# Data extract
===

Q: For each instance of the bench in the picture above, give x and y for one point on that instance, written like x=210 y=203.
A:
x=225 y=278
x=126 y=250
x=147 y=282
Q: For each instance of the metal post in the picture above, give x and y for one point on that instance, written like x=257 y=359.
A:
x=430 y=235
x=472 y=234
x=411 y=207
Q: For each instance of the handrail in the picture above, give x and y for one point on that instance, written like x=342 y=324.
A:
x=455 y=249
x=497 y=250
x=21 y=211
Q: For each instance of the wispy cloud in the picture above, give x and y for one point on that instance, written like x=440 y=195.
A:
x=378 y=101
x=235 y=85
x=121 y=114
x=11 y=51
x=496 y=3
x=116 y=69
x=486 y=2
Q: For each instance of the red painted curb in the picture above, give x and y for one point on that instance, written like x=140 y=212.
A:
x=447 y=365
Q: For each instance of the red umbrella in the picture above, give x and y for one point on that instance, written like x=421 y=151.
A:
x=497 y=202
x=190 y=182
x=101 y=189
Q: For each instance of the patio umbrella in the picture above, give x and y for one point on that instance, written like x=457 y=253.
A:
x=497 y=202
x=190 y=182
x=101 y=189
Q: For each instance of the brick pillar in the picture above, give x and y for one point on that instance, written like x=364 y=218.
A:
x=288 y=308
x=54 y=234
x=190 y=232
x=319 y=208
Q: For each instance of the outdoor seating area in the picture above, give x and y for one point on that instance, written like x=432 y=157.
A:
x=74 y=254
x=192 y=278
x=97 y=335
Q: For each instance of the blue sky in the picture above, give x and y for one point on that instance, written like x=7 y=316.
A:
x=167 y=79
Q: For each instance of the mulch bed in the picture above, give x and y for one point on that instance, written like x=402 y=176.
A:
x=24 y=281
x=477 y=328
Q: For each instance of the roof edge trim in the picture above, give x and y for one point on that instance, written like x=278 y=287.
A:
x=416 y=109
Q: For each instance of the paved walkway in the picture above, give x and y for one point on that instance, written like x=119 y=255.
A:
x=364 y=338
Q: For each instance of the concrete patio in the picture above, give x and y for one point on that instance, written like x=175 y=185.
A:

===

# Short exercise
Copy all of the material above word for word, with no changes.

# Solution for this task
Q: For each instance of the bench in the picture above, give x and y for one point on that instance, written like x=210 y=203.
A:
x=225 y=278
x=126 y=250
x=147 y=282
Q: For each instance of the metal post in the picture above, give x and y for one point on that instance, written like x=257 y=359.
A:
x=430 y=235
x=472 y=234
x=411 y=207
Q: For each instance of the handrail in the picture above, give x and y for one point on that instance, written like x=342 y=324.
A:
x=455 y=249
x=497 y=250
x=21 y=211
Q: For each instance of the wispy cloud in the picture above, give x and y for one point on that instance, written like x=440 y=195.
A:
x=378 y=101
x=235 y=85
x=121 y=114
x=11 y=51
x=496 y=3
x=116 y=69
x=486 y=2
Q: For each instance of the red painted curb in the picture above, give x and y for one point on that instance, written like x=140 y=212.
A:
x=447 y=365
Q: For each instance of the red umbrella in the picture above, give x and y for one point on that instance, written like x=421 y=151.
A:
x=497 y=202
x=190 y=182
x=101 y=189
Q: For each instance of the patio umbrella in the picture above, give x and y for one point on that instance, written like x=457 y=253.
A:
x=497 y=202
x=190 y=182
x=101 y=189
Q: For each instance of the brick pillar in the picture above, give x and y for one point on that instance, written like x=364 y=218.
A:
x=288 y=308
x=54 y=234
x=190 y=232
x=319 y=208
Q: For each instance of the outdoor seating area in the picture above, give x and y for one point on that instance, written like x=432 y=157.
A:
x=74 y=254
x=192 y=278
x=97 y=335
Q: For each instance of the blue sky in the picture above, give x and y for one point on that instance, written like x=7 y=316.
A:
x=167 y=79
Q: For each instance of the mulch bed in the picture above, give x and y for one point on that instance, written like x=402 y=176.
A:
x=24 y=281
x=477 y=328
Q: For each instance of the roof edge trim in the picture above, give x and y for one point on that instance, written like x=278 y=287.
A:
x=416 y=109
Q: For each instance of the paved walkway in the picture above, give x and y for one point on that instance, written like x=119 y=255.
A:
x=364 y=338
Q: For each instance of the concrete patio in the picture above, give x and y for one point on that instance, written like x=175 y=185.
A:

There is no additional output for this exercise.